• _TEXT PASSAGE_:
● ● ● ● ● ● ●

Christoph Merian (22 January 1800 – 22 August 1858) was a Swiss banker, businessman, land owner and philanthropist of the Merian family. In 1840, Merian was the largest private land owner in Switzerland and one of the richest Swiss citizens.
==Early life and education==
Merian was born 22 January 1800 in Basel, Switzerland, to Christoph Merian Sr. (1769–1849), a merchant and manufacturer, and Valeria Merian (née Hoffmann). He had five siblings, of whom four died prematurely, and his sister Susanna died aged 25.

His father was once the richest Swiss citizen with an estimated net worth of 9 million Swiss Francs at the time of his death in 1849 (approximately 450 million in 2025). He was a member of the older lineage of the Merian family belonging to the Daig (Switzerland). The family initially lived in the ; later they moved into a house on the St. Alban Graben. In 1811, his father bought the estate in Brüglingen, Münchenstein where the family would spend the summer.

● ● ● ● ● ● ●

• _TASK REQUIREMENTS_:
1. Answer each question from the Merian biography:
(a) In what year was Merian the largest private land owner in Switzerland?
(b) How old was his sister Susanna when she died?
(c) In what year did his father buy the estate in Brüglingen, Münchenstein?
2. Copy the portion of the Merian biography between "Christoph Merian (22" and "richest Swiss citizens.", inclusive.
Answer using only the Merian biography.

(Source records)
● ● ● ● ● ● ●

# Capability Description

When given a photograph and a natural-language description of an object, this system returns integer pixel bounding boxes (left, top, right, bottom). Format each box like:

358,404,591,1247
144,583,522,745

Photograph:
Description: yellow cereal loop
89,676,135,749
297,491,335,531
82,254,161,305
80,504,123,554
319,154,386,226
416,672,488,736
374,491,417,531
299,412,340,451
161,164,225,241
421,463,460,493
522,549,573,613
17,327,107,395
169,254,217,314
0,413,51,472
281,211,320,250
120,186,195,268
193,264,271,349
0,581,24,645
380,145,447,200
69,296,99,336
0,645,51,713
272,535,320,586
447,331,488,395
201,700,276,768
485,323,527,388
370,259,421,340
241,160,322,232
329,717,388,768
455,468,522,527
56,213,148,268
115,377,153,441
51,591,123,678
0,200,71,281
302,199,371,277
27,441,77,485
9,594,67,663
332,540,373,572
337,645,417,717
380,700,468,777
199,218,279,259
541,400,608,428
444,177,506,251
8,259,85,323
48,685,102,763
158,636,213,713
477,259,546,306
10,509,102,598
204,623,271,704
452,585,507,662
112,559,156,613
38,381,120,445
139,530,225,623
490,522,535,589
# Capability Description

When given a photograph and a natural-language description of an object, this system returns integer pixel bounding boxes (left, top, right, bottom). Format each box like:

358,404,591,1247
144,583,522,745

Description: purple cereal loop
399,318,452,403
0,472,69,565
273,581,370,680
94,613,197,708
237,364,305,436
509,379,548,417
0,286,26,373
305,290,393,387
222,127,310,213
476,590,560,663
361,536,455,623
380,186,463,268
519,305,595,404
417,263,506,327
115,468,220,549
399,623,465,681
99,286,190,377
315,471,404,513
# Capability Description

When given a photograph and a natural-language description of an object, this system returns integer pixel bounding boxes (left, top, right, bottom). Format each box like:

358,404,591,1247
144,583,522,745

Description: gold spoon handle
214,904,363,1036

● ● ● ● ● ● ●

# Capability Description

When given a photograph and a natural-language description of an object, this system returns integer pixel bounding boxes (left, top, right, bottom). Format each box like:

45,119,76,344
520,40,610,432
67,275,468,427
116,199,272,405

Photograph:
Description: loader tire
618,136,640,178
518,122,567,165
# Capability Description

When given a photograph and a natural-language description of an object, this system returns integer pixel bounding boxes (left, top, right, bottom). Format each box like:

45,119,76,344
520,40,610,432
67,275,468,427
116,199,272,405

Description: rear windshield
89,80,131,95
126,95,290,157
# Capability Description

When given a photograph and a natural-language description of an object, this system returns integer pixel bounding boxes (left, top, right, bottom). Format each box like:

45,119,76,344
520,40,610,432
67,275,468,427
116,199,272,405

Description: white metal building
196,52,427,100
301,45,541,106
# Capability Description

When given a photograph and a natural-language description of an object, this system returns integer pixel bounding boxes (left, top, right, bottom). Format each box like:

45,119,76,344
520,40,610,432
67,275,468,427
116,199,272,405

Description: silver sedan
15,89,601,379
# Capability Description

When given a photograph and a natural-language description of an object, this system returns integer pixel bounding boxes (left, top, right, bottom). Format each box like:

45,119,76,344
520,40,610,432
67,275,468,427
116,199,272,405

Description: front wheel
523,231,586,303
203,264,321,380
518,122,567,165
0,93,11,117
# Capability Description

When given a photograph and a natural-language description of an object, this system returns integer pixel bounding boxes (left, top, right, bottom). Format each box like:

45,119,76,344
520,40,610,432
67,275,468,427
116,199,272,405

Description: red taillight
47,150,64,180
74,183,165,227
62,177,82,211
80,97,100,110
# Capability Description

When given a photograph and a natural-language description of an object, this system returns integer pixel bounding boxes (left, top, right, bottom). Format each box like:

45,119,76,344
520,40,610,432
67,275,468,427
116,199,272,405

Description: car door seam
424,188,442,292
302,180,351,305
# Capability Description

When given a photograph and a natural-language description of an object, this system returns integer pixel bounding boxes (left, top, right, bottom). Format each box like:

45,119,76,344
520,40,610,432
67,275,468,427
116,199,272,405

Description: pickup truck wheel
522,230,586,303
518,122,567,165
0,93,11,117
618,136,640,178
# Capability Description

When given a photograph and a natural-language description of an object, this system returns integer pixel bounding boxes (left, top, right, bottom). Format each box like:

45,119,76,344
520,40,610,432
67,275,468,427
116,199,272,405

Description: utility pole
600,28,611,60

● ● ● ● ● ● ●

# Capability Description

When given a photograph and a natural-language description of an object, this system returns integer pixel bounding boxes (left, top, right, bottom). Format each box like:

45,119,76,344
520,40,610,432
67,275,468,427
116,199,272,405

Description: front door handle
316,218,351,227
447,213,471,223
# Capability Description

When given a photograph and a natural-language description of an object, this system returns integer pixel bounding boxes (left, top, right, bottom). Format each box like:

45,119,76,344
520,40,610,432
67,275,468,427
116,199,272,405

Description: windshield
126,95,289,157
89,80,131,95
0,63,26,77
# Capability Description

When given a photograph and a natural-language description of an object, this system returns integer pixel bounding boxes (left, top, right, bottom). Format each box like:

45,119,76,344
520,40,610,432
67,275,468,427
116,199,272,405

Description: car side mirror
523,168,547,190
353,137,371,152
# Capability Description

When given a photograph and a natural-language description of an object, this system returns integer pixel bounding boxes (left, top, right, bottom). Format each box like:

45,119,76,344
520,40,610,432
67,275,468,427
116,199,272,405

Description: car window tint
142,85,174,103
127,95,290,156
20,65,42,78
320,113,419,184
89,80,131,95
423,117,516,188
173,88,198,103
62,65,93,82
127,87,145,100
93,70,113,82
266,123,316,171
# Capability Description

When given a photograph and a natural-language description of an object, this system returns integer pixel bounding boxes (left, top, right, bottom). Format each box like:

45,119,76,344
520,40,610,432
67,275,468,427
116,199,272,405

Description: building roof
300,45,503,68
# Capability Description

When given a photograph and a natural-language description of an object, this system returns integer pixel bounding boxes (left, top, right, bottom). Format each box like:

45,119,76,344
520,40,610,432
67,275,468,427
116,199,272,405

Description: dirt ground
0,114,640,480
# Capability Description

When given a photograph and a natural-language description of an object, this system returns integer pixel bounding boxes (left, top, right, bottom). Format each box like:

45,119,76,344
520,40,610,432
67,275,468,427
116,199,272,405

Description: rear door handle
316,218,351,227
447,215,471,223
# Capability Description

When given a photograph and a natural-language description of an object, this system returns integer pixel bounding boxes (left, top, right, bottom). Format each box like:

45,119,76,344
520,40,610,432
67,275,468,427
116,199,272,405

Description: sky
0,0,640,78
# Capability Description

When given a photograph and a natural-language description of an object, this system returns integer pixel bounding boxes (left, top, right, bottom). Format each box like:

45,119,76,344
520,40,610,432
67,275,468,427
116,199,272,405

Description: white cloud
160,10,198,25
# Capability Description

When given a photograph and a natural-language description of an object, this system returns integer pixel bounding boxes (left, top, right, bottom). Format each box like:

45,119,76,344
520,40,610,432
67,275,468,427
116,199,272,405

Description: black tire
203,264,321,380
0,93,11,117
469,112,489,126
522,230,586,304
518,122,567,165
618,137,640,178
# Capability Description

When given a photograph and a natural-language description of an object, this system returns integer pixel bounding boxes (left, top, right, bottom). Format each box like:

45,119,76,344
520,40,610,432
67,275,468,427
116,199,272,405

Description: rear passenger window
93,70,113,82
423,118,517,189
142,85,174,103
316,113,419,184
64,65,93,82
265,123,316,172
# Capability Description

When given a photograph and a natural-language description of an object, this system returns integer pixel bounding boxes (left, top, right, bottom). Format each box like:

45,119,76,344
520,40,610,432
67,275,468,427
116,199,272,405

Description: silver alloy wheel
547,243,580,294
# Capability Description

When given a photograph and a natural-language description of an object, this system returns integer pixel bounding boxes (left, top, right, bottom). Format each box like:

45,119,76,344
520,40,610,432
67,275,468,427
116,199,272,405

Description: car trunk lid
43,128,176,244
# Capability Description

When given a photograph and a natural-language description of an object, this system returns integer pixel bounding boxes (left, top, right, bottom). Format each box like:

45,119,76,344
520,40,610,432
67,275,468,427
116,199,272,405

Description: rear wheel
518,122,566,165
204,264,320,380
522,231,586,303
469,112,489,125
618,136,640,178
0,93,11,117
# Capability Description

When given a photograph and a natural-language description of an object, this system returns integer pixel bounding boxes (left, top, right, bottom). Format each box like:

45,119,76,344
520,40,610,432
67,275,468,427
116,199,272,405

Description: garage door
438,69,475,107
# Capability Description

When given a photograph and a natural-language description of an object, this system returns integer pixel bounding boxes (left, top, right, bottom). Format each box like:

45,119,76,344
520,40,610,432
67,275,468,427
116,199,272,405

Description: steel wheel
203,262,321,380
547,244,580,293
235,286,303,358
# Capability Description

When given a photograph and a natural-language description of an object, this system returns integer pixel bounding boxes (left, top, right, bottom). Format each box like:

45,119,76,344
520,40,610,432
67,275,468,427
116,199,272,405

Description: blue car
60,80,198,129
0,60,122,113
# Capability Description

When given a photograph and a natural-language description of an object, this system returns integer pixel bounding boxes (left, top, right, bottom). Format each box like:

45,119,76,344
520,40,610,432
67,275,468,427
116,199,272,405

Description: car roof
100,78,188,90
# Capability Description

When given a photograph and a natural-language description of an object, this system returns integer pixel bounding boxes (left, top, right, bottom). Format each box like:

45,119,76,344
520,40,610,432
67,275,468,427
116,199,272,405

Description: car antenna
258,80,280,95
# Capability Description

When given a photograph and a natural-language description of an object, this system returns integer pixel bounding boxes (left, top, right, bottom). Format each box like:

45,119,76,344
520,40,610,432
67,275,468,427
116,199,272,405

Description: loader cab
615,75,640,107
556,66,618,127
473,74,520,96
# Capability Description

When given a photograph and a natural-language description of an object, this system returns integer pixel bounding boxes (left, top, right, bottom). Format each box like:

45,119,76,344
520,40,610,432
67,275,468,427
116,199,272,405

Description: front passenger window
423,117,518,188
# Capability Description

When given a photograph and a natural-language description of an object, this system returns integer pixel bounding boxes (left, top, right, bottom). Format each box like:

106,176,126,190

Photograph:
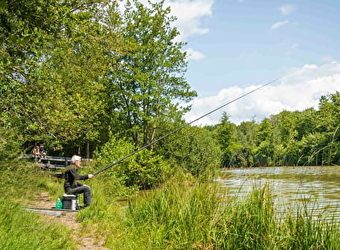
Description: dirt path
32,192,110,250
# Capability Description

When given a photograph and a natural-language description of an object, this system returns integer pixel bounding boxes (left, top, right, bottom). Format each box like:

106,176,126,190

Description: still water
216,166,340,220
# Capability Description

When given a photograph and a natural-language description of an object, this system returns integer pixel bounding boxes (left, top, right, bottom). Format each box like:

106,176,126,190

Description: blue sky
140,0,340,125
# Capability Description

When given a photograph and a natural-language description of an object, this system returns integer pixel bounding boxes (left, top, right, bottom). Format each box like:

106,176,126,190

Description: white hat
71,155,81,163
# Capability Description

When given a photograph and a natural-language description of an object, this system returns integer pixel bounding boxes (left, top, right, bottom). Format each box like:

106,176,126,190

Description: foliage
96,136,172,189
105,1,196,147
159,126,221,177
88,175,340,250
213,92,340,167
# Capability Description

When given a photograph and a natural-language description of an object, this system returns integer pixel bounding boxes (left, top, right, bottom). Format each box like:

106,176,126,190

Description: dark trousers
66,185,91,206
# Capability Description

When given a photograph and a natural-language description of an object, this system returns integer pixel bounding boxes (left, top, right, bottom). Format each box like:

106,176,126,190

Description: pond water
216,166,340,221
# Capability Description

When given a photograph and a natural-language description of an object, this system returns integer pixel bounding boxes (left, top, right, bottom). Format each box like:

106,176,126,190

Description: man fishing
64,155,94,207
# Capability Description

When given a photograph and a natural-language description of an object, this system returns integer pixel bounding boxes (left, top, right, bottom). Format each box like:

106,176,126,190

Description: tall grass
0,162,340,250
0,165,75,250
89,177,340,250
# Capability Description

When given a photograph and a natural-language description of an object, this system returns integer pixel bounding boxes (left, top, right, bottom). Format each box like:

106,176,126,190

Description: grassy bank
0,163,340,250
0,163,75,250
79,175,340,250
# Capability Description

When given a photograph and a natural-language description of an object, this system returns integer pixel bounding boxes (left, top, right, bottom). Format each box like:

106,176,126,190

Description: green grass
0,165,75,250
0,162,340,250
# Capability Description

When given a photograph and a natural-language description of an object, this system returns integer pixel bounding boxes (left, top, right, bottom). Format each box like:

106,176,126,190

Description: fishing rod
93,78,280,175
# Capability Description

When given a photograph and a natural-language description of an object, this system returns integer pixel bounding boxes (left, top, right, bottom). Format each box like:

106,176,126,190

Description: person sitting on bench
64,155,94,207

● ● ● ● ● ● ●

• _RESULTS OF THE TASKS_:
1.
(a) 1840
(b) 25
(c) 1811

2.
Christoph Merian (22 January 1800 – 22 August 1858) was a Swiss banker, businessman, land owner and philanthropist of the Merian family. In 1840, Merian was the largest private land owner in Switzerland and one of the richest Swiss citizens.